Work instructions
1) In the text on the Lehesten slate quarry, list each town it names, along with the slate product that town made or is known for.
2) Reproduce word for word everything in the text on the Lehesten slate quarry from "The house behind" down to "tablets for writing.".

Document excerpt
◇ ◇ ◇ ◇
This lift once took workers down into the quarry. “Glückauf”, they said to one another, when going down into the quarry. This is, how they wished to one another that they would find valuable slate and that they will return safely.

The house behind the lift hosts the former shaft lifting system. The slates were reloaded on to the mine train.

 

Slate road of Thuringia and Franconia

Lehesten is part of the slate road of Thuringia and Franconia. Lehesten was specialized on the production of slates for roofs, Steinau made slate pencils and Ludwigsstadt is known for slate tablets for writing. 

Since the 13th century, slate was mined at Lehesten. It was one of the largest slate mines of the continent. In 1889, the quarry was connected to the train system. Between 1870 and 1910, the quarry employed 2500 miners. The slate was sold worldwide. In 1945, Thuringia became part of the German Democratic Republic. It was close to the inner German border, prohibited zone.  Before 1945, workers came from Thuringia AND Franconia, and when the border closed, the workers from Franconia lost their job.
◇ ◇ ◇ ◇
Data extract
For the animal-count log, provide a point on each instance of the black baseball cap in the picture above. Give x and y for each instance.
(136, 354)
◇ ◇ ◇ ◇
Answers
1)
- Lehesten: slates for roofs
- Steinau: slate pencils
- Ludwigsstadt: slate tablets for writing

2)
The house behind the lift hosts the former shaft lifting system. The slates were reloaded on to the mine train.

 

Slate road of Thuringia and Franconia

Lehesten is part of the slate road of Thuringia and Franconia. Lehesten was specialized on the production of slates for roofs, Steinau made slate pencils and Ludwigsstadt is known for slate tablets for writing.